### EXTRACT TO READ
##########
In the aftermath of the mass shooting of a dozen police officers in Dallas, Texas, some conservatives rushed to lay blame for the incident at the feet of the Obama Administration.
Former Republican Congressman Joe Walsh said on Twitter that "Obama's words & [Black Lives Matter]'s deeds have gotten cops killed." Texas Congressman Roger Williams said that "the spread of misinformation and constant instigation by prominent leaders, including our President," contributed to the killings. Congressman Steve King said the shooting had "roots" in the "anti-white/cop events illuminated by Obama."
These statements are part of a broader narrative of a so-called "war on cops" carried out by the Obama Administration and/or the Black Lives Matter movement, depending on who you ask.
It's certainly true that some shooters of police, like the Dallas attacker, appear to be motivated by a hatred of white police officers or a twisted urge to seek revenge for police shootings of black Americans.
But the simplistic and inflammatory notion of a "war on cops" is completely undercut by one fundamental datapoint: intentional attacks on police officers are at historically low levels under President Barack Obama.
Data from the Officers Down Memorial Page, which tracks law enforcement officer fatalities in real time, illustrates the point.
##########
### SUPPLIED DATA
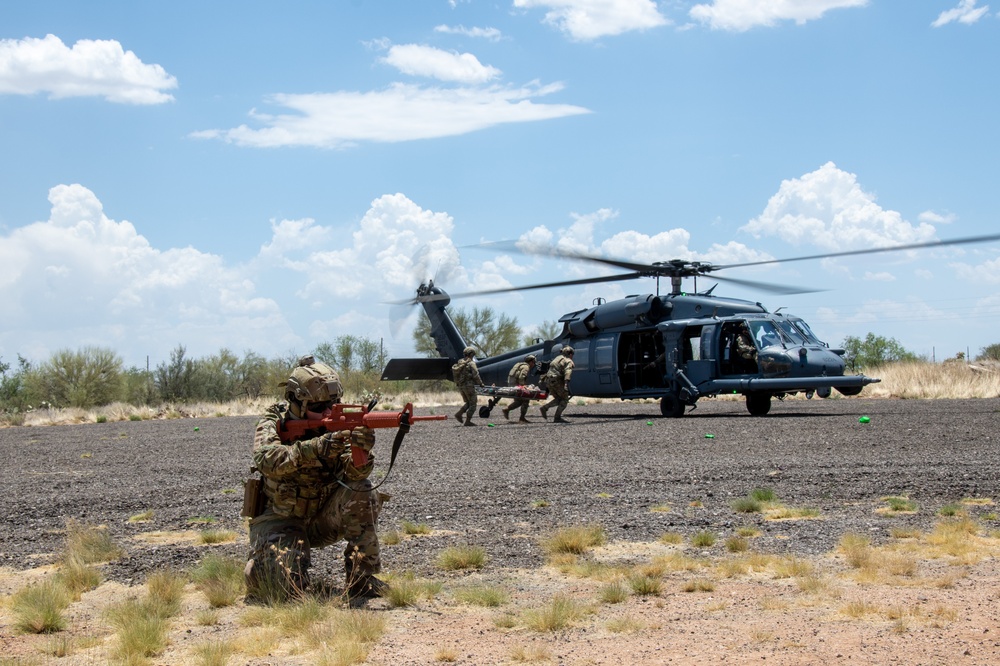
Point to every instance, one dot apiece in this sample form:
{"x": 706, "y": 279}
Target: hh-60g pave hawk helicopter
##########
### REQUIRED ACTIONS
- A) Repeat word for word the part of the article on the Dallas police shooting starting with "These statements are" and going on through "President Barack Obama.".
- B) Answer these questions from the article on the Dallas police shooting, one line each:
(i) Which former Republican congressman posted on Twitter that "Obama's words & [Black Lives Matter]'s deeds have gotten cops killed"?
(ii) At what level does the article say intentional attacks on police officers are under President Barack Obama?
(iii) What does the Officers Down Memorial Page track?
- C) Carry the article on the Dallas police shooting and the "war on cops" narrative forward from its final sentence.

### ANSWER LIST
- A)
These statements are part of a broader narrative of a so-called "war on cops" carried out by the Obama Administration and/or the Black Lives Matter movement, depending on who you ask.
It's certainly true that some shooters of police, like the Dallas attacker, appear to be motivated by a hatred of white police officers or a twisted urge to seek revenge for police shootings of black Americans.
But the simplistic and inflammatory notion of a "war on cops" is completely undercut by one fundamental datapoint: intentional attacks on police officers are at historically low levels under President Barack Obama.

- B)
(i) Joe Walsh
(ii) Historically low levels
(iii) Law enforcement officer fatalities, in real time

- C)
During the Reagan years, for instance, an average of 101 police officers were intentionally killed each year. Under George Bush snr that number fell to 90. It fell further, to 81 deaths per year, under Clinton, and to 72 deaths per year under George W. Bush.
Under Obama, the average number of police intentionally killed each year has fallen to its lowest level yet - an average of 62 deaths annually to the end of 2015. If you include the 2016 police officer shootings to date and project it out to a full year, that average of 62 deaths doesn't change.
It's worth pointing out that in 2016, year-to-date officer fatalities via shooting only are up 44 per cent over last year, according to the numbers compiled by the National Law Enforcement Officer's Memorial Fund. But that's partially an illustration of how sensitive these numbers are to individual incidents: if you set the Dallas shootings aside, the year-over-year increase is only 17 per cent. And as UCLA law professor Eugene Volokh points out, the 2016 numbers are roughly on par with the numbers for the past 10 years.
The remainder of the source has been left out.